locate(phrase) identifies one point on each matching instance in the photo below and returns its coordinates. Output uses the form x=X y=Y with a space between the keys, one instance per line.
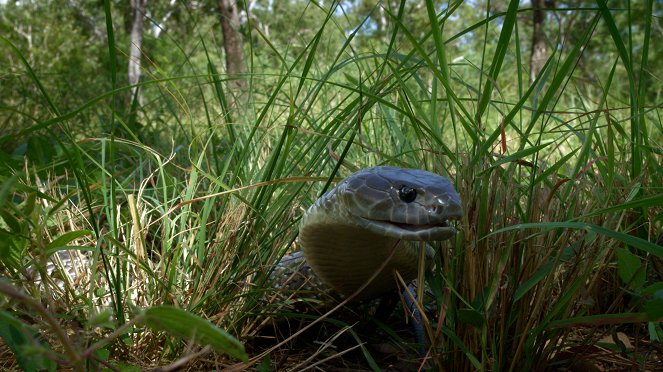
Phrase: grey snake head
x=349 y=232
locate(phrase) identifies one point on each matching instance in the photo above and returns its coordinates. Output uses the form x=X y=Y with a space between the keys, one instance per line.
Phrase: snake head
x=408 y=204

...

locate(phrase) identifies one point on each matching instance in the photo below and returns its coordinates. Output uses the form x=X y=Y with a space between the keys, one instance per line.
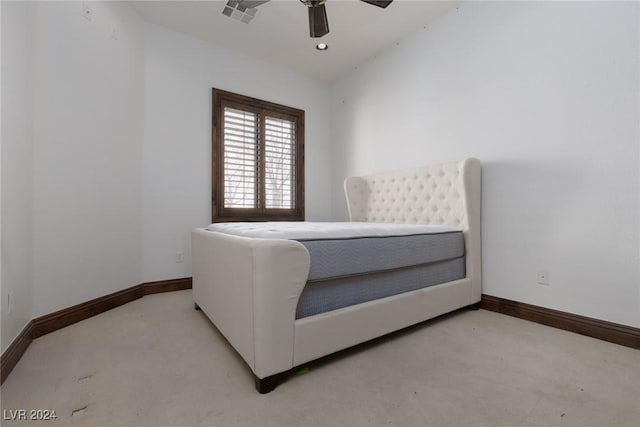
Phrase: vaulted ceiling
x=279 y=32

...

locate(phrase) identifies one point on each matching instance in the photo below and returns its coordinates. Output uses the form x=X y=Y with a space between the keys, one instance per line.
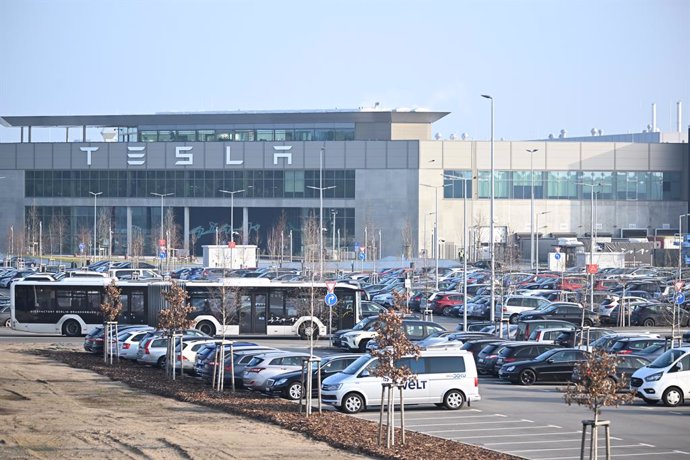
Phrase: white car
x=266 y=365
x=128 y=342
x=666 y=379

What is needed
Duplicate the records starting at the line containing "the photo above" and ending at the line containing "x=408 y=204", both included, with nothing else.

Final answer
locate(phrase) identifies one point on each matching instance in the photo above and returns its coordinates. Output uses the form x=X y=Y with a space between the keys, one instance per line.
Phrase: snake head
x=408 y=204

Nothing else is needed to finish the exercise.